───── EXTRACTED DATA

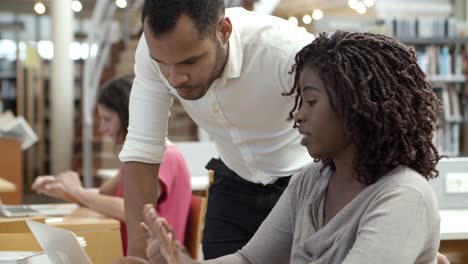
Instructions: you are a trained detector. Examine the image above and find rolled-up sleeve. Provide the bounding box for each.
[119,35,172,164]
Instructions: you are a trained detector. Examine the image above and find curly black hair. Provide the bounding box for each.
[284,31,442,185]
[97,75,134,137]
[141,0,225,37]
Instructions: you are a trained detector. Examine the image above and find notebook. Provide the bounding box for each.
[26,220,91,264]
[0,203,79,217]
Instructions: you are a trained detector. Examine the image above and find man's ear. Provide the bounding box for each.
[218,16,232,44]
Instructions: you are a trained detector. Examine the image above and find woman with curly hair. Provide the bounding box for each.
[125,31,441,264]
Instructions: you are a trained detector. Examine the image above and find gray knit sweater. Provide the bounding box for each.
[204,164,440,264]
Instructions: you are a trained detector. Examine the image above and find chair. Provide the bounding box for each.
[184,195,206,260]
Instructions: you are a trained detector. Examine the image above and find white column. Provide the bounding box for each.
[49,0,75,173]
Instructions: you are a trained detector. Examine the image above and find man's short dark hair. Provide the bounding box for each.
[141,0,224,37]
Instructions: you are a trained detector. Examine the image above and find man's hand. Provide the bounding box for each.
[437,253,450,264]
[114,256,149,264]
[141,204,182,264]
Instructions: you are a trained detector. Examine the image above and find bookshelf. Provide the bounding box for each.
[400,37,468,156]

──────────

--- INSTRUCTION ---
Put every row above into a numbered list, one line per item, leaving out blank lines and the picture.

--- REPLY TO THE TASK ---
1. Instructions: you are a trained detector. Examine the image above and find rolled-up sleeve. Provide the bounding box for each.
2. [119,35,172,164]
3. Instructions: you are a trained detector. Examine the image above and find curly black hair. Provide the bounding box for each.
4. [284,31,442,185]
5. [97,75,134,137]
6. [141,0,225,37]
7. Instructions: you are a trained detector. Examine the image above and find notebook. Provide the bounding box for each.
8. [26,220,91,264]
9. [0,203,79,217]
10. Instructions: you are a trained detector. Examine the image above and find man's ear. Provide the bounding box for each.
11. [218,16,232,44]
12. Instructions: you are a trained detector. Examine the image above and find woman with curly hair. Provide the bounding box for each.
13. [125,31,441,264]
14. Instructions: you are a trained detector. Examine the image above and find gray knit sweater. Provide the bounding box for each.
15. [204,164,440,264]
16. Instructions: you are a trained detector. Examine the image above and find chair. Provide the bounding box for each.
17. [184,195,206,260]
18. Instructions: you are a trained detector. Examine the image above and find white column. Provide the bounding box for each.
19. [49,0,75,173]
20. Instructions: you are a trained detector. Examine the image above and find man's short dark hair. Provide the bounding box for each.
21. [141,0,224,37]
22. Instructions: you are a trained detector. Examine the image above and find man's hand. Provide the bounding box for each.
23. [437,253,450,264]
24. [114,256,149,264]
25. [141,204,182,264]
26. Instructions: you are a trained detector. Examine the image above and find bookshelf. Provide the bounding box for each.
27. [400,37,468,156]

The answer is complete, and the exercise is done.